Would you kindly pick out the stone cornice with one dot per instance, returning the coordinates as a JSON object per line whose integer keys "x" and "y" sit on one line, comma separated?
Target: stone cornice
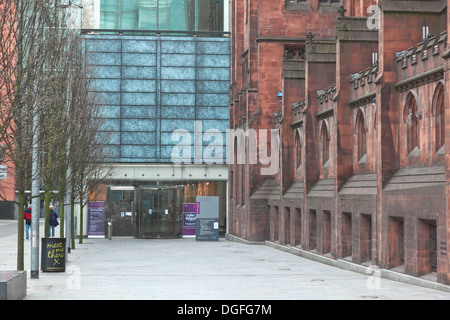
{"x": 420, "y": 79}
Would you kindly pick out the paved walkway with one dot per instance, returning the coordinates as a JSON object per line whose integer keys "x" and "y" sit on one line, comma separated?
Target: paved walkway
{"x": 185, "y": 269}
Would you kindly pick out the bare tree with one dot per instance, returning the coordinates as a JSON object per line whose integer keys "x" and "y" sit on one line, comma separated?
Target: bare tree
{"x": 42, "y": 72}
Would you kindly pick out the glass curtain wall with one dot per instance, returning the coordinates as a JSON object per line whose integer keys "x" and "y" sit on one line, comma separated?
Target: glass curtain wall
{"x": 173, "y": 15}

--

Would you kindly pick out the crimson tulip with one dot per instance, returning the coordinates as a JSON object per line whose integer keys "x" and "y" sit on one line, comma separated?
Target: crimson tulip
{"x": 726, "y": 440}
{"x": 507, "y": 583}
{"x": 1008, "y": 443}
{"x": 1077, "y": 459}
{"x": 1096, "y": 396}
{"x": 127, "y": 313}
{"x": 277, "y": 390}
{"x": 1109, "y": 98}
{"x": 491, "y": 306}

What the exercise asks:
Pick out every line of the records that contains the word "paved", treating uppercase and lowercase as different, and copy each one.

Worked answer:
Would you kindly pick out the paved walkway with one dot per instance, returning the coordinates as a JSON object per line whose integer keys "x" and "y" sit on one line, comma separated?
Target: paved walkway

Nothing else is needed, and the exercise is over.